■ 課題 ■
1 – アンドリュー王子に関する記事で、ジュフリーさんが王子との性行為をエプスティーン被告に強制されたと主張しているのは何年ですか。
2 – アンドリュー王子に関する記事の最後の文に続けて、その先を書いてください。

■ 提供テキスト ■
また、2015年にアメリカでエプスティーン被告に対する民事訴訟が起こされた際には、原告の1人のジュフリーさんが、自分が17歳だった2001年に被告に強制され、王子と性行為を3回重ねたと主張した。
今回の訴状は、エプスティーン被告の親友だったギレイン・マックスウェル被告がロンドンに所有する邸宅と、エプスティーン被告のニューヨークの邸宅、そして米ヴァージン諸島・リトル・セント・ジェイムズにある邸宅で、アンドリュー王子がジュフリーさんに性的暴行を加えたと述べている。
また、アンドリュー王子とその代理人は、「持っているであろう事実や文脈、説明を提供したり、紛争解決に向けた別のアプローチを模索したり」してほしいという要請を拒否したと指摘している。
BBCは英バッキンガム宮殿と、アンドリュー王子の代理人にコメントを求めている。
「実際にはなかったこと」
王子はこれらの件について2019年にBBCの取材に応じ、すでに性的犯罪で有罪となっていたエプスティーン被告の家に滞在したことは「過ち」だったと認めている。
一方でジュフリーさんの件については、「実際にはなかったことだ」と全面的に否定した。
「それは起きていないことだ。はっきりと、そんなことはなかったと断言できる。その女性と会った記憶すらない」

■ 与えられた情報 ■

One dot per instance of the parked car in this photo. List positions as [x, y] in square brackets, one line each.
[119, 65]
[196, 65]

■ 回答 ■
1 – 2001年です。

2 –
アンドリュー英王子、未成年女性との性行為を否定 BBC取材
その後の声明で王子は、「ジェフリー・エプスティーンとの誤った判断に基づく関係についてはっきりと後悔し続けている」と述べた。
「彼の自死によって、特に被害者にとって多くの疑問が残った。被害を受けた人たち、何らかの終結を望んでいる人たちに深く同情している」
「今はただ、こうした人たちが人生を立て直せることを願うことしかできない。もちろん、請があれば、適切な法的機関の捜査に協力する用意がある」
未成年被害者法
今回の訴状は、この件がニューヨーク州の未成年被害者法(Child Victims Act)が適用されると主張。同法は、被害者の訴権を加害疑惑のある者にまで拡大している。
アンドリュー・クオモ州知事は未成年被害者法について、未成年時に虐待を受けた疑いのある者に「正義の道」を与える画期的な法律だと説明。「誰にも知られず、罰せられていない犯罪を正す」助けになると述べている。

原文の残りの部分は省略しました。